What to do:
Pick out every line in the entries that contains the string "hoof", matching case exactly, and copy each one.

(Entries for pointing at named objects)

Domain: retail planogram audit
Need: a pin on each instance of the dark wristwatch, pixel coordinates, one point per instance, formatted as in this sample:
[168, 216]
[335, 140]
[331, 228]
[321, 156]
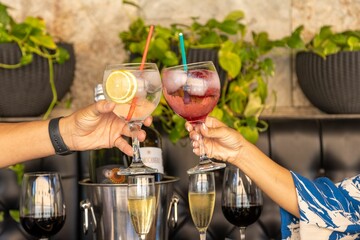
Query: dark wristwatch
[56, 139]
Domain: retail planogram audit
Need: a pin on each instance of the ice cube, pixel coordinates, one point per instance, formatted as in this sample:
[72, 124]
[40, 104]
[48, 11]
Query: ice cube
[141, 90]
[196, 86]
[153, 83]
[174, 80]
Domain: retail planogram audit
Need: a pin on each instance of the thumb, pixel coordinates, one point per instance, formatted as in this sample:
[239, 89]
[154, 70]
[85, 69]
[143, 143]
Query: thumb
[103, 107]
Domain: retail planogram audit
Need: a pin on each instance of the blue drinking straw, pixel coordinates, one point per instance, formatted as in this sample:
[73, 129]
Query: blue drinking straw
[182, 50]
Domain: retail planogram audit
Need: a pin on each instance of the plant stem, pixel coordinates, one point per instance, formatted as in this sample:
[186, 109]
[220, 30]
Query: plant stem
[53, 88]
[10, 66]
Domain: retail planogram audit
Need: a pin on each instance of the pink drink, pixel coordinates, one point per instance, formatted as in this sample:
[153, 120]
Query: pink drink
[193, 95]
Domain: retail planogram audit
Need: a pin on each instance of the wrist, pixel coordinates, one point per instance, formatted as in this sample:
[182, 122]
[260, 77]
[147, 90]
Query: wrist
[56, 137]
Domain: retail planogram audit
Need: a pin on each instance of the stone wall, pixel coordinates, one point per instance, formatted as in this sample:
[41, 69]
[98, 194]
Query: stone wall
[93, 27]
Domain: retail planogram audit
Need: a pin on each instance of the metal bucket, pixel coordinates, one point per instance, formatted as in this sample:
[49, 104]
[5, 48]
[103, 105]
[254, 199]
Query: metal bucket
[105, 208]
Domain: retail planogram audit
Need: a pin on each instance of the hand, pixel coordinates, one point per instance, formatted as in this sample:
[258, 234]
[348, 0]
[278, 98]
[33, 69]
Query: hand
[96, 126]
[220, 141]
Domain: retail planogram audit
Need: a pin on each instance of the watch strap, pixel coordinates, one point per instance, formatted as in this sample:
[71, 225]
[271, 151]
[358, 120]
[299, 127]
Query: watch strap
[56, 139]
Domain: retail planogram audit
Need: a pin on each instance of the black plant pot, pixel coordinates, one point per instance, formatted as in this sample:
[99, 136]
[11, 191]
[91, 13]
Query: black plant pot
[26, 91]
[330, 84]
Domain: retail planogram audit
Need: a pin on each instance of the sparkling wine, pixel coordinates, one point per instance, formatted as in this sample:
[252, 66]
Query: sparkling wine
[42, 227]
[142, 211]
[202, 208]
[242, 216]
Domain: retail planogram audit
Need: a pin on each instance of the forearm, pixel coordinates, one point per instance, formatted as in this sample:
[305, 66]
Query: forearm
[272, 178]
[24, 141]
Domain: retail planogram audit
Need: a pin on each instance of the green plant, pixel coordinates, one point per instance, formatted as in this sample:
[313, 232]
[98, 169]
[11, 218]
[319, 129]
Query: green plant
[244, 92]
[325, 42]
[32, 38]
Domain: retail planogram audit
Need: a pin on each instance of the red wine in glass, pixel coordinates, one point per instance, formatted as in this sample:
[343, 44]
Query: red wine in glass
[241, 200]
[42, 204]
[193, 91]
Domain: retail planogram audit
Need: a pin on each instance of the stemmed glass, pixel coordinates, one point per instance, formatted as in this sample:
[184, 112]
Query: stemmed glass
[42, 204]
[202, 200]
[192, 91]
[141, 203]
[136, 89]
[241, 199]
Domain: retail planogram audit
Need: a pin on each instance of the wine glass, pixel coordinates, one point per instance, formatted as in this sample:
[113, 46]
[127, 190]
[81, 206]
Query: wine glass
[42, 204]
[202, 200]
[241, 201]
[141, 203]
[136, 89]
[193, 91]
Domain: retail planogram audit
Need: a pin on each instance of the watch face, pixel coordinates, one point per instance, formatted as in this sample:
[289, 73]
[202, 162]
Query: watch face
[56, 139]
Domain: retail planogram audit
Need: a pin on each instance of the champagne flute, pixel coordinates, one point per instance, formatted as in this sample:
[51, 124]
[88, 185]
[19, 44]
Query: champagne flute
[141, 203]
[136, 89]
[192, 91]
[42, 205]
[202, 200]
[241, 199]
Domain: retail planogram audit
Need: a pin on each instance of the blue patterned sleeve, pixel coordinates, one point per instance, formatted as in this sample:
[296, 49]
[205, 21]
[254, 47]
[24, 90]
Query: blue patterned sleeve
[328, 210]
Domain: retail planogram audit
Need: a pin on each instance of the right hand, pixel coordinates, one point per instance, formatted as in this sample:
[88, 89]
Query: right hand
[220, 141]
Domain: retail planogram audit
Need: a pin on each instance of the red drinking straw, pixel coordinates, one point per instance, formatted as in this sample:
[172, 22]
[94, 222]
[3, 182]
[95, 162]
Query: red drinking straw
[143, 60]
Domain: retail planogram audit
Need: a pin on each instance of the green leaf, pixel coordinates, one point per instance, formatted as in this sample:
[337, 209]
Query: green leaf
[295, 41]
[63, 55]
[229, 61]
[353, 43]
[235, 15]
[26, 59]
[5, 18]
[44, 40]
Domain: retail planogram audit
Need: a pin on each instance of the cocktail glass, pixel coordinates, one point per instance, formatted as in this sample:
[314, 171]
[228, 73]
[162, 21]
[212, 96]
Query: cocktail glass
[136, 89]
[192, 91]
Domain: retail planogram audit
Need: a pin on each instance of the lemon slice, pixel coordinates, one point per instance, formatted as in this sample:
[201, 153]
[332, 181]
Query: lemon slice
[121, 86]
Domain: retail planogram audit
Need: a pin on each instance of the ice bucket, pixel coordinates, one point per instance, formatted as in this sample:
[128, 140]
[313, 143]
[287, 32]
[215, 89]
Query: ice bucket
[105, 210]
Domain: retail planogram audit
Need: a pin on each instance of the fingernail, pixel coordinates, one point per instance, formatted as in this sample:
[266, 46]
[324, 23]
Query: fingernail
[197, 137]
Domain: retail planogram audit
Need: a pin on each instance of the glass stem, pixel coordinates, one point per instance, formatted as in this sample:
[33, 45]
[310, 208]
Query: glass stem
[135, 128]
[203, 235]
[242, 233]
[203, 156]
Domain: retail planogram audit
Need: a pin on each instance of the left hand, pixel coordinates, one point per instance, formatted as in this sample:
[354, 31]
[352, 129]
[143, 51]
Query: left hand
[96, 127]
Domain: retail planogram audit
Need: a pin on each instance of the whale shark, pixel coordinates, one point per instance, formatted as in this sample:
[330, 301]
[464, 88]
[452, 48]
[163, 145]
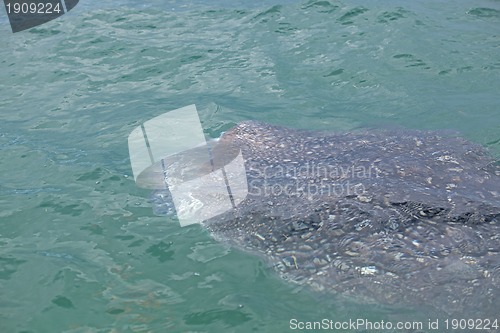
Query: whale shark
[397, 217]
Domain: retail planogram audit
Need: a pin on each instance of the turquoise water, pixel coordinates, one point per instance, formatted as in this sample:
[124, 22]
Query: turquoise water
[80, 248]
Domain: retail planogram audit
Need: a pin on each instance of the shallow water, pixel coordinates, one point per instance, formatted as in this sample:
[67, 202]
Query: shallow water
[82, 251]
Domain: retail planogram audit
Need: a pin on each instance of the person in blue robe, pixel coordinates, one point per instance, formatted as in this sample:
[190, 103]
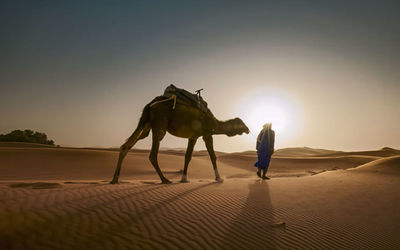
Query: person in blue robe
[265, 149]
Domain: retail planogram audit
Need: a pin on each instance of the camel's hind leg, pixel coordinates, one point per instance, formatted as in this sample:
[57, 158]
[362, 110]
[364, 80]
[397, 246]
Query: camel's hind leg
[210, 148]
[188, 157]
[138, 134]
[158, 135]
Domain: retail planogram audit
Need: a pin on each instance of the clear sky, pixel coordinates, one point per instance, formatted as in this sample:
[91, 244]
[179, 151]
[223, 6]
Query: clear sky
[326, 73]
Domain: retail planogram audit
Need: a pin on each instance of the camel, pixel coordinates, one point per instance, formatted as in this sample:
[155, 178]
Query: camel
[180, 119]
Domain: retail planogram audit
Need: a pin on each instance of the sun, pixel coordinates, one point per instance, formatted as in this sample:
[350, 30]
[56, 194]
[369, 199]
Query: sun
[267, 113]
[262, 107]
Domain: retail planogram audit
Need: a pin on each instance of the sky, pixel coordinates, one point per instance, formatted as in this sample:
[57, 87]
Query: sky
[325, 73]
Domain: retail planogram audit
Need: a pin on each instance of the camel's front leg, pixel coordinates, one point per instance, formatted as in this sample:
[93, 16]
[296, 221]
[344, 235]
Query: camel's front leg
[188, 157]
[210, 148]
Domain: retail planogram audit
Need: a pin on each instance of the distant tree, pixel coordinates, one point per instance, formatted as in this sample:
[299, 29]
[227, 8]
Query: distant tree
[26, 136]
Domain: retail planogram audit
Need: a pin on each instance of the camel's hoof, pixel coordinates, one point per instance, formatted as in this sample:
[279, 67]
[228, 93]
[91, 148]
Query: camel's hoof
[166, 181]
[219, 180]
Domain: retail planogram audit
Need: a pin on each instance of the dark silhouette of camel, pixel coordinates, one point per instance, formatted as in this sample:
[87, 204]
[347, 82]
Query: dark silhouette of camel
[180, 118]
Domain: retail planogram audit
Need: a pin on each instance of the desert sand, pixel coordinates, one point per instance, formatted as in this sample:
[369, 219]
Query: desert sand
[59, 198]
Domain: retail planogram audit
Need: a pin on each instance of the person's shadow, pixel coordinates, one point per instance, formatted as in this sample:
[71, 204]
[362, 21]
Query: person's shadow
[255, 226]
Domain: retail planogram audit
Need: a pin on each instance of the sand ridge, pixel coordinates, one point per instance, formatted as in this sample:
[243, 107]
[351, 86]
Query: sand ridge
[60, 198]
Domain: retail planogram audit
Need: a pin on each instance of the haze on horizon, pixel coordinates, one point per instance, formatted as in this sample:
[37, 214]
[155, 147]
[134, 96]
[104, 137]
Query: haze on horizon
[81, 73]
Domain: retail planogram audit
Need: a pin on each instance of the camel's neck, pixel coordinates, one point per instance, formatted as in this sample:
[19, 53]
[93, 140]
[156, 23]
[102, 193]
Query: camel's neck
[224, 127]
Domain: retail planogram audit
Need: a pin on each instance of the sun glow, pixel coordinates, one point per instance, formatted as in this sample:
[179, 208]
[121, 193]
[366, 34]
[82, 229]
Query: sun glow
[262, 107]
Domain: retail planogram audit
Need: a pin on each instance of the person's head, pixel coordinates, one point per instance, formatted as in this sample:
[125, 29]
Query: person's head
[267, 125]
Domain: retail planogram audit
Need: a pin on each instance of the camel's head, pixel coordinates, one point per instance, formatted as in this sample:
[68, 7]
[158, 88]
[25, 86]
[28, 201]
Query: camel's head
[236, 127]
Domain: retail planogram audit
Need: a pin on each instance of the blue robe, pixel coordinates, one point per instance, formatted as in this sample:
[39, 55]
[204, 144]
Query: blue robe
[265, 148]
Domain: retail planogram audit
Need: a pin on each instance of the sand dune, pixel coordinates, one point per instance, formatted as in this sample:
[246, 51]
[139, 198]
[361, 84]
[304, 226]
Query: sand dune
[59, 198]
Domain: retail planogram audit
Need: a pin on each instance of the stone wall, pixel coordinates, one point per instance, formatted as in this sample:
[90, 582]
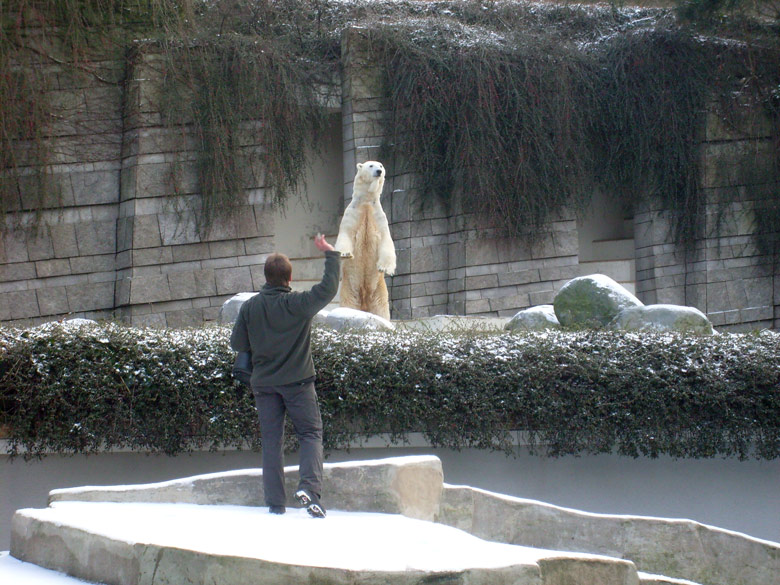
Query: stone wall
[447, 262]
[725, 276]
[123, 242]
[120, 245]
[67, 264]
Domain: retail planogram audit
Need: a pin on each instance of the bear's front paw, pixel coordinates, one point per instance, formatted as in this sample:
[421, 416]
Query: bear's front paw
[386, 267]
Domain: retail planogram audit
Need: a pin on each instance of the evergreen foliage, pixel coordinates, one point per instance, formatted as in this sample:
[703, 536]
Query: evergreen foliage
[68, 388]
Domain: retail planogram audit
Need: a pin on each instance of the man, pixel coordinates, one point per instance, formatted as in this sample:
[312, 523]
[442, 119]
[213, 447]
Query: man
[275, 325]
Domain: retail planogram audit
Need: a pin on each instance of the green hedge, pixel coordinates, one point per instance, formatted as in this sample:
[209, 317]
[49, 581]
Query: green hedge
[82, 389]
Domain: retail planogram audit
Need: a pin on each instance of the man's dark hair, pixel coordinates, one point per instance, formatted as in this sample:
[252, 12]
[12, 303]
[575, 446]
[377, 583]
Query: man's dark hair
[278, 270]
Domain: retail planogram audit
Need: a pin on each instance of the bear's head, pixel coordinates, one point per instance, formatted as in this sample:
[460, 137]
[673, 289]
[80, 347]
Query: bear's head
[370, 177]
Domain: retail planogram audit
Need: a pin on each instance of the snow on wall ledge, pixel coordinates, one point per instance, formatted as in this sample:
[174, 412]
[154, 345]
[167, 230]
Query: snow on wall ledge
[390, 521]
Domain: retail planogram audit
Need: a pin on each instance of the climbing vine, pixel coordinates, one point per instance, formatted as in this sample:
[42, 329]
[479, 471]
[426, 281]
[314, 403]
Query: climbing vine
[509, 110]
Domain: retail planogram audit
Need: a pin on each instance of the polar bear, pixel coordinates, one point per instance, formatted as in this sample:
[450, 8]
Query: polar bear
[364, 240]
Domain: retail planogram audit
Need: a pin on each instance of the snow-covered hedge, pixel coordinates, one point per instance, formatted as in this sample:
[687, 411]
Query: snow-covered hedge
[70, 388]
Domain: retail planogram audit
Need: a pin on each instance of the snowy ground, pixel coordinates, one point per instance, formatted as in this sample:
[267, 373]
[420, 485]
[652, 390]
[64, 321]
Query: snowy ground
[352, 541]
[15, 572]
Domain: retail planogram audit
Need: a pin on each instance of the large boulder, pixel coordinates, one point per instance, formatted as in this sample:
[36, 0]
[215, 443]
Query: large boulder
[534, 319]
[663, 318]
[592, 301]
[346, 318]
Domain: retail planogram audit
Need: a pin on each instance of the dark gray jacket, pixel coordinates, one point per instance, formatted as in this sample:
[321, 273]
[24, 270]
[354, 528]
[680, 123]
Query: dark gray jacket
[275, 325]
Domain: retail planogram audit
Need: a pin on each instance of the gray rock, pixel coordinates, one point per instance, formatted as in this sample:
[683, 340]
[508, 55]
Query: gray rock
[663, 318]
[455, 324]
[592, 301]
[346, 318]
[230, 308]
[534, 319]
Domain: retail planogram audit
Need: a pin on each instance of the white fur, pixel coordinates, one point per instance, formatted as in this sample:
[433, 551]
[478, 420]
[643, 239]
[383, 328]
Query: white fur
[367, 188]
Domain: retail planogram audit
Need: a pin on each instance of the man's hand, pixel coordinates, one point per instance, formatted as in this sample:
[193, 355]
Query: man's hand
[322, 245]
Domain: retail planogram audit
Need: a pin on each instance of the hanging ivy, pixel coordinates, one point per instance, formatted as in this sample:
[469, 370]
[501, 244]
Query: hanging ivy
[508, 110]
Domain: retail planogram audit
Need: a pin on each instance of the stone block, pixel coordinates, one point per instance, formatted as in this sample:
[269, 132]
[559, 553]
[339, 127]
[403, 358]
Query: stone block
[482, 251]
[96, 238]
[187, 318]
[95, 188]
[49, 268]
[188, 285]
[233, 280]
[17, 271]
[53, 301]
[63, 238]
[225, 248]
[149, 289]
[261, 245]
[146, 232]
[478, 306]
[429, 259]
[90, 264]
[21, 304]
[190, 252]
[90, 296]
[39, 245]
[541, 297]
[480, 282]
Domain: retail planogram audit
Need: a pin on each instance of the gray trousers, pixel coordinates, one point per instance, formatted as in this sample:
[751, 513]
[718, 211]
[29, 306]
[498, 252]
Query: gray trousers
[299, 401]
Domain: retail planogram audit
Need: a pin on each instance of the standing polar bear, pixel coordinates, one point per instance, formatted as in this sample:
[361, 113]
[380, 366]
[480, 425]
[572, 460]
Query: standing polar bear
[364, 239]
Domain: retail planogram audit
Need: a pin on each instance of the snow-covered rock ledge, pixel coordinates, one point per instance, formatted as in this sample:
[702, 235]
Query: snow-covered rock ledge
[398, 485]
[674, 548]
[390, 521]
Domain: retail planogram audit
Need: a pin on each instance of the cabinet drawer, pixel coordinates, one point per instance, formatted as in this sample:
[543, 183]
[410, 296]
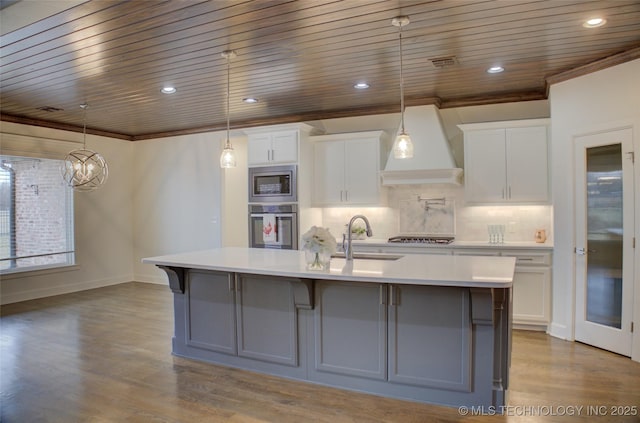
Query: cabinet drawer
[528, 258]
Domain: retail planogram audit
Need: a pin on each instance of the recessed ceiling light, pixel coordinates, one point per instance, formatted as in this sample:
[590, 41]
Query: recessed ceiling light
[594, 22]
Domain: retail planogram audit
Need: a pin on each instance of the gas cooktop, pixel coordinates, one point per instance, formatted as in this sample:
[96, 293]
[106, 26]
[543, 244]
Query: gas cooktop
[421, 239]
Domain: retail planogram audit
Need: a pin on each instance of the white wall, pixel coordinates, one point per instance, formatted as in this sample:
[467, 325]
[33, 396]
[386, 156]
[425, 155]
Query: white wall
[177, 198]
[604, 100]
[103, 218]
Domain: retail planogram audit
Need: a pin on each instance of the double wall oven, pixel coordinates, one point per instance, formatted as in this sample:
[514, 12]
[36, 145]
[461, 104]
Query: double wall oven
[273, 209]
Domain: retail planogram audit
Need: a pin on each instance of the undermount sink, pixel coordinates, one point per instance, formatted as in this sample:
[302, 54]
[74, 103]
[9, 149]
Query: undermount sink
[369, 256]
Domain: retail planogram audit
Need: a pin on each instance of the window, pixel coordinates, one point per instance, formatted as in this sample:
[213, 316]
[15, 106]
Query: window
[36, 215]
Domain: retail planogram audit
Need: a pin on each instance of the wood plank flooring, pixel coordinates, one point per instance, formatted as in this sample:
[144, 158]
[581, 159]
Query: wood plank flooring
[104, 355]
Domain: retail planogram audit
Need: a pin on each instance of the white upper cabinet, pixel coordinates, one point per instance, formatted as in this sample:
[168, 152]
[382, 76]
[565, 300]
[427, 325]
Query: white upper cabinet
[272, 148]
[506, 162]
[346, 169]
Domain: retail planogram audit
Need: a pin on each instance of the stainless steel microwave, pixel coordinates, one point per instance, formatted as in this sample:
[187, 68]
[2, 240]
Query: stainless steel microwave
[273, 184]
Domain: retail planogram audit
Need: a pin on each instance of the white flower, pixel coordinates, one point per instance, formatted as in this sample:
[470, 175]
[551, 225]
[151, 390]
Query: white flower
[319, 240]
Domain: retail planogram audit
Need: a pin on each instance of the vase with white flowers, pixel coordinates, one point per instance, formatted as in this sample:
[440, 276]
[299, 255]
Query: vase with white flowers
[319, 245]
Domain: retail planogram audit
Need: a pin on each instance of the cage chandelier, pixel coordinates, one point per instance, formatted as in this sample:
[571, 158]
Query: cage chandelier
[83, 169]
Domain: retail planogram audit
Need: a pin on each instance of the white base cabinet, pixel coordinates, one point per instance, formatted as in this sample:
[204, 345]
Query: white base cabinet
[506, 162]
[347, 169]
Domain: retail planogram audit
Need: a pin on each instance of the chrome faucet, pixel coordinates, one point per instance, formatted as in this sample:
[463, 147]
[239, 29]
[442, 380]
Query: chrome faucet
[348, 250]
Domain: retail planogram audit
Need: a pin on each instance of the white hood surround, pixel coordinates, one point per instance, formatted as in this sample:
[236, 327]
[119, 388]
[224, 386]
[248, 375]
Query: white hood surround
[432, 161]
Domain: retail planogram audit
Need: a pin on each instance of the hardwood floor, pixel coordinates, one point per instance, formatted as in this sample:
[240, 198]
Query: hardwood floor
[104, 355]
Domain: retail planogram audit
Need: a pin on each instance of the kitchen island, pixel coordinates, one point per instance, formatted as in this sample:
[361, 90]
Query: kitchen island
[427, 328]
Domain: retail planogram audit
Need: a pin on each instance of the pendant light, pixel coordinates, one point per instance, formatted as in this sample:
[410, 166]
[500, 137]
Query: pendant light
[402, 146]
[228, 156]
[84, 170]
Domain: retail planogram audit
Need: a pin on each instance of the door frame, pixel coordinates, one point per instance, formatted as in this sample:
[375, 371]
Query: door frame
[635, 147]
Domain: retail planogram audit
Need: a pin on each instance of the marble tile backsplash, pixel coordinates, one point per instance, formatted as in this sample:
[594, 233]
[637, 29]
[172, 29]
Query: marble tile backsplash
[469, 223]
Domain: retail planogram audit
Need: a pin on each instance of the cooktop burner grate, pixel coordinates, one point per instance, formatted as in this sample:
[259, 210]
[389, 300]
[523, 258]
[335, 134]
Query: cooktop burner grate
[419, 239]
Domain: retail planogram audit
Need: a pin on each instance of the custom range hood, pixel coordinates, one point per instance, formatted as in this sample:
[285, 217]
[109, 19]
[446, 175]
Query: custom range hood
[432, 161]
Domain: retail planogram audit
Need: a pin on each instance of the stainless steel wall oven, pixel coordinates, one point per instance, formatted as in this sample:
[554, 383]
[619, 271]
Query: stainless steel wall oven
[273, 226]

Response to this task:
Need: a pin on each instance of the camel's hoof, pixel coordinates, one point per instance, formatted as in this sample:
Query: camel's hoof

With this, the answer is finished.